TAREFAS –
• a. Copie fielmente o trecho do texto sobre o deslumbramento que começa em "Os hábitos de" e segue até "ansiedades em perspectiva.".
• b. Com base no texto sobre o deslumbramento, responda:
(i) Quantas quadras Ethan Kross caminha até o jardim público do seu bairro?
(ii) Em que universidade Kross é professor de psicologia?
(iii) Como Kross define o deslumbramento?

TEXTO FORNECIDO –
____

Por que se deslumbrar com o mundo pode ajudar memória e nos deixar mais generosos
A busca intencional da sensação de deslumbramento pode aumentar a criatividade e reduzir a ansiedade, segundo estudos
Sempre que Ethan Kross entra em um ciclo mental de preocupação e pensamentos negativos, ele caminha cinco quadras até o jardim público do seu bairro para contemplar uma das magníficas árvores do local e o incrível poder da natureza.
Se não puder ir até o jardim, ele passa alguns momentos pensando sobre as fabulosas possibilidades oferecidas pelas aeronaves e pelas viagens espaciais. "Fico pensando em como nós estávamos tentando acender fogueiras, apenas alguns milhares de anos atrás, e agora podemos aterrissar com segurança em outro planeta", afirma ele.
O propósito, neste caso, é evocar o deslumbramento - que ele define como "a maravilhosa sensação de encontrar algo que não podemos explicar facilmente".
Os hábitos de Kross são baseados em evidências científicas. Como professor de psicologia da Universidade de Michigan, nos Estados Unidos, ele sabe que as sensações de deslumbramento podem ter influência muito profunda sobre a mente - aumentando nossa memória e criatividade, além de nos inspirar a agir de forma mais altruísta com relação às pessoas à nossa volta. Eles podem também ter profundo impacto sobre a nossa saúde mental, permitindo colocar nossas ansiedades em perspectiva.

____

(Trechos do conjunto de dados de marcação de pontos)
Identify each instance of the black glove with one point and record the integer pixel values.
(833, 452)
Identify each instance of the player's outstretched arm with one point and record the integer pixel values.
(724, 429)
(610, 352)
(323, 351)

____

RESPOSTAS COMPLETAS –
• a.
Os hábitos de Kross são baseados em evidências científicas. Como professor de psicologia da Universidade de Michigan, nos Estados Unidos, ele sabe que as sensações de deslumbramento podem ter influência muito profunda sobre a mente - aumentando nossa memória e criatividade, além de nos inspirar a agir de forma mais altruísta com relação às pessoas à nossa volta. Eles podem também ter profundo impacto sobre a nossa saúde mental, permitindo colocar nossas ansiedades em perspectiva.

• b.
(i) Ele caminha cinco quadras.
(ii) Ele é professor de psicologia da Universidade de Michigan, nos Estados Unidos.
(iii) Ele o define como "a maravilhosa sensação de encontrar algo que não podemos explicar facilmente".